Condense the paragraph beginning "There’s been a lot of thought" in the article on children's temperament, keeping its main facts.

(Document section)

Temperament is a child’s individual way of reacting to the world. How they engage with others, how they handle new situations, how they respond when they are feeling certain emotions – this all comes down to their temperament.
There’s been a lot of thought put into children’s temperaments, including babies and infants. In the 1960s, some psychologists in New York started the largest study of temperament ever conducted. It ran for three decades and assessed 131 babies from the age of three months until adulthood.
At the end of the study, the researchers proposed nine characteristics of temperament and outlined three different children’s temperament types.
NOTE: The children’s temperaments discussed below are different to the four temperaments which date back to Hippocrates. These four temperaments are sanguine, choleric, melancholic, and phlegmatic.
While we don’t encourage any parent to put a ‘label’ on their children, knowing your children’s temperaments can be a helpful way to understand how and why they react the way they do. You can’t change their temperament but you are able to change your own expectations and reactions based on their specific temperament.
Another important thing to note here is that siblings won’t always have the same temperament. One child may fall into the “easy” temperament while another one may be considered “difficult”.
Let’s take a closer look at each temperament type, shall we?
The three temperament types in children
Children who fall into the ‘easy’ temperament are low-key, laid-back, and generally pretty chilled-out children. Around 40 percent of children are considered to have an ‘easy’ temperament.
- Generally positive
- Easy to calm down and rarely upset
- Adapts well to changes
- Regular eating/sleeping patterns
- Not fussed with meeting new people
- Not easily frustrated or angry
- Low to moderate activity level
SHY OR SLOW TO WARM
Slow-to-warm infants, toddlers, and preschoolers may be different in public than they are in the comfort of home. They may come off as shy or cautious. About 15 percent of babies, toddlers, and preschoolers fall into this category.

(End Document section)
(Dataset content)

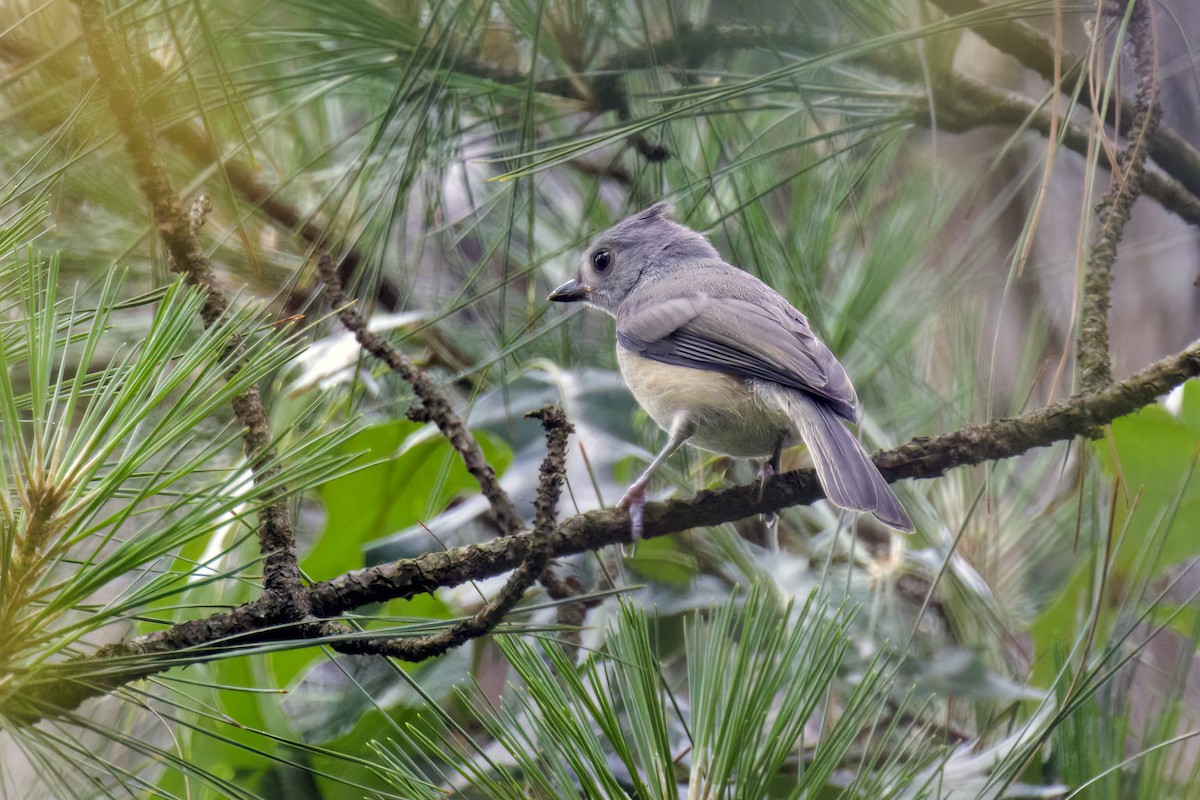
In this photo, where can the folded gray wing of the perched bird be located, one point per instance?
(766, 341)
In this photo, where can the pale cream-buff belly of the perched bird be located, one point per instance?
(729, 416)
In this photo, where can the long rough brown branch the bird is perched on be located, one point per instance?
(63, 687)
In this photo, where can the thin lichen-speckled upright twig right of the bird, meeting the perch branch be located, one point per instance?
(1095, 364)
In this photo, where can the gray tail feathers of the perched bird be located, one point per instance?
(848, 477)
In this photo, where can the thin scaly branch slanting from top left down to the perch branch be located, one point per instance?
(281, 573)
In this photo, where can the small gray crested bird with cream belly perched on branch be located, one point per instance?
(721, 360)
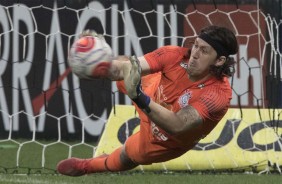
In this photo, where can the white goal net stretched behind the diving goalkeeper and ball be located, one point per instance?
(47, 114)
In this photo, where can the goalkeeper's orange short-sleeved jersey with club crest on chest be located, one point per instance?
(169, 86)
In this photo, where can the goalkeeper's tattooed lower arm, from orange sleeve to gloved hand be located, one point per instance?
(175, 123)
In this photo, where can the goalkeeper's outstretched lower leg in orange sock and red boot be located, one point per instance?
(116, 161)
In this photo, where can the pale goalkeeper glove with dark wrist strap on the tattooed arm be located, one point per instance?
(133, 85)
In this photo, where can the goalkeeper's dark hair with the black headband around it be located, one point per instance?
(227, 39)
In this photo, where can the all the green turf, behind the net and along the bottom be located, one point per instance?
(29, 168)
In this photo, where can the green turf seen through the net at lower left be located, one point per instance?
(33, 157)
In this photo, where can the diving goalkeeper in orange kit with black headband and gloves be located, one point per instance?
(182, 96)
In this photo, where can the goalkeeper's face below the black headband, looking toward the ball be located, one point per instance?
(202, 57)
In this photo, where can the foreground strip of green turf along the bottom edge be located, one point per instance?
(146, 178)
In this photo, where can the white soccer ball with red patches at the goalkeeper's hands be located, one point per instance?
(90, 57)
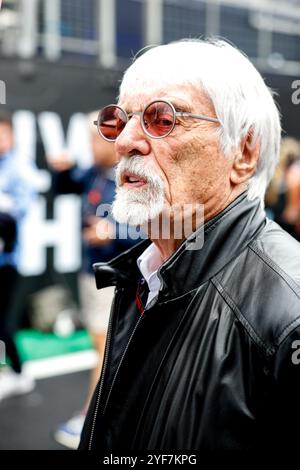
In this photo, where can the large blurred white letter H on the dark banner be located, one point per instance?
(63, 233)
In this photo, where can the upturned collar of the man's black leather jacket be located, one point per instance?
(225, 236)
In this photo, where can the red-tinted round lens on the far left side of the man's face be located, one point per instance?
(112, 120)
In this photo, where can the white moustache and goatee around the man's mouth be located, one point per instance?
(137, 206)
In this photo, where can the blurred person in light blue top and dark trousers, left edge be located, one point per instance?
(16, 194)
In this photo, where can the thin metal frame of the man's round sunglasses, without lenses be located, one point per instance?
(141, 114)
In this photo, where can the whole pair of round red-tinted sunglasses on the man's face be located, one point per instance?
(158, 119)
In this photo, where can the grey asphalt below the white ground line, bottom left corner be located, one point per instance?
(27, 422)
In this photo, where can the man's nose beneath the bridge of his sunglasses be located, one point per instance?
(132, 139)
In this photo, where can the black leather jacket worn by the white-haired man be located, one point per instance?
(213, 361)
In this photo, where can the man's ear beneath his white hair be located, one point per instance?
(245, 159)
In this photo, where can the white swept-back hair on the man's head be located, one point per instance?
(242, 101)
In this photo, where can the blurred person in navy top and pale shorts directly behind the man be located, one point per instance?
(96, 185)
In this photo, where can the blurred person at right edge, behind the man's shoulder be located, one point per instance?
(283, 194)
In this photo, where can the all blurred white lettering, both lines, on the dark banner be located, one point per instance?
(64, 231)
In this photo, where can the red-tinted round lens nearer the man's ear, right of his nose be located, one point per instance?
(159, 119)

(End Dataset content)

▶ [Exercise response] Children's temperaments, including those of babies and infants, have received much attention. In the 1960s, psychologists in New York began the largest temperament study ever conducted. It lasted three decades and followed 131 babies from three months of age into adulthood.